Task brief ▸ Your job is to retype all of the data word for word, leaving every image out.

Collection entries:

┄┄┄┄┄┄

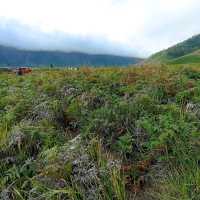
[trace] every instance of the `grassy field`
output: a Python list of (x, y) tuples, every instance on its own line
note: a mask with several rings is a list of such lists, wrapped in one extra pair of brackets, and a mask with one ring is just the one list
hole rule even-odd
[(0, 199), (199, 200), (200, 68), (0, 72)]

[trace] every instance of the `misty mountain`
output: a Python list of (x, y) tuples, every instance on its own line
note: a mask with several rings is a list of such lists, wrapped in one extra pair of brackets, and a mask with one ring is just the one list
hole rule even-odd
[(0, 45), (1, 66), (127, 66), (142, 61), (136, 57), (93, 55), (80, 52), (20, 50)]
[(150, 63), (200, 63), (200, 34), (152, 55)]

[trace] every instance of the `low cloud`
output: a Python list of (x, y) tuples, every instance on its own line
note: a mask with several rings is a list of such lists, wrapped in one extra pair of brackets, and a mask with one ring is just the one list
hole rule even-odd
[(23, 49), (147, 57), (200, 33), (199, 0), (0, 0), (0, 5), (0, 44)]
[(29, 50), (139, 56), (137, 51), (130, 51), (127, 46), (112, 42), (103, 36), (81, 36), (60, 31), (44, 32), (39, 27), (30, 27), (15, 20), (5, 19), (0, 20), (0, 44)]

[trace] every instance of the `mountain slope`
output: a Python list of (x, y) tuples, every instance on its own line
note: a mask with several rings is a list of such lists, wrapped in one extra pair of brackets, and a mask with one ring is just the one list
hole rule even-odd
[(90, 55), (79, 52), (60, 52), (60, 51), (31, 51), (19, 50), (13, 47), (0, 46), (0, 65), (2, 66), (121, 66), (136, 64), (142, 61), (140, 58), (123, 57), (114, 55)]
[[(152, 55), (147, 62), (150, 63), (163, 63), (171, 62), (175, 59), (179, 59), (183, 56), (191, 54), (200, 49), (200, 34), (189, 38), (175, 46), (172, 46), (166, 50), (160, 51)], [(187, 59), (186, 59), (187, 60)], [(198, 60), (194, 59), (195, 62)], [(188, 60), (190, 61), (190, 59)], [(193, 59), (191, 59), (193, 61)]]
[(190, 64), (190, 63), (200, 63), (200, 50), (193, 53), (181, 56), (179, 58), (173, 59), (169, 62), (170, 64)]

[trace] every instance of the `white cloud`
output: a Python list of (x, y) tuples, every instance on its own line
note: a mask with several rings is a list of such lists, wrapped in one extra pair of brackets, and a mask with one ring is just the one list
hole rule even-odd
[(146, 56), (200, 33), (199, 0), (0, 0), (0, 5), (1, 25), (12, 19), (37, 34), (101, 38), (126, 47), (129, 55)]

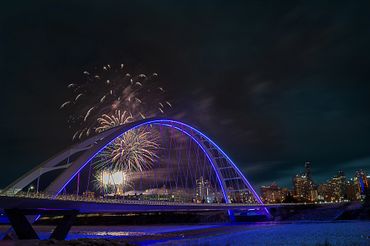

┄┄┄┄┄┄

Solution to the exercise ▸
[trace] every instance of the `grassy field`
output: a Python list of (x, y) tuples, every instance on its own line
note: a mask with several rings is a list of such lists, wrapped in one extra pair of brackets, and a mask with one ring is just the one list
hole rule even-odd
[(0, 199), (199, 200), (200, 68), (0, 72)]

[trace] every instance of the `misty mountain`
output: a Python list of (x, y) tuples, every instance on its own line
note: a mask with several rings is a list of such lists, wrapped in one extra pair of brackets, and a mask with one ring is just the one list
hole rule even-odd
[(0, 45), (1, 66), (127, 66), (142, 61), (136, 57), (93, 55), (80, 52), (20, 50)]
[(150, 63), (200, 63), (200, 34), (152, 55)]

[trace] every instance of the `low cloud`
output: a Python list of (x, y) tuples, every instance on its own line
note: a mask with several rings is a list of such lists, wrapped in one extra pair of brackets, and a mask with one ring is just the one list
hole rule even-odd
[(23, 49), (147, 57), (200, 33), (199, 0), (0, 0), (0, 5), (0, 44)]
[(29, 50), (139, 56), (137, 51), (130, 51), (127, 46), (112, 42), (103, 36), (81, 36), (60, 31), (44, 32), (39, 27), (30, 27), (15, 20), (5, 19), (0, 20), (0, 44)]

[trace] every instance of the `mountain slope`
output: a Python list of (x, y) tuples, every instance on its own line
note: a mask with several rings is a list of such lists, wrapped in one extra pair of brackets, and a mask with one ring is just the one list
hole rule even-odd
[(90, 55), (79, 52), (60, 52), (60, 51), (31, 51), (19, 50), (13, 47), (0, 46), (0, 65), (2, 66), (121, 66), (136, 64), (142, 61), (140, 58), (123, 57), (114, 55)]
[[(152, 55), (147, 62), (150, 63), (163, 63), (171, 62), (175, 59), (179, 59), (183, 56), (191, 54), (200, 49), (200, 34), (189, 38), (175, 46), (172, 46), (166, 50), (160, 51)], [(187, 59), (186, 59), (187, 60)], [(198, 60), (194, 59), (195, 62)], [(188, 60), (190, 61), (190, 59)], [(193, 59), (191, 59), (193, 61)]]
[(190, 64), (190, 63), (200, 63), (200, 50), (193, 53), (181, 56), (179, 58), (173, 59), (169, 62), (170, 64)]

[trace] every instance of the `white cloud`
output: a Python list of (x, y) tuples, every instance on its own line
note: a mask with several rings is a list of such lists, wrapped in one extra pair of brackets, and a mask with one ring is just the one list
hole rule even-odd
[(146, 56), (200, 33), (199, 0), (0, 0), (0, 5), (1, 25), (12, 19), (37, 34), (101, 38), (126, 47), (129, 55)]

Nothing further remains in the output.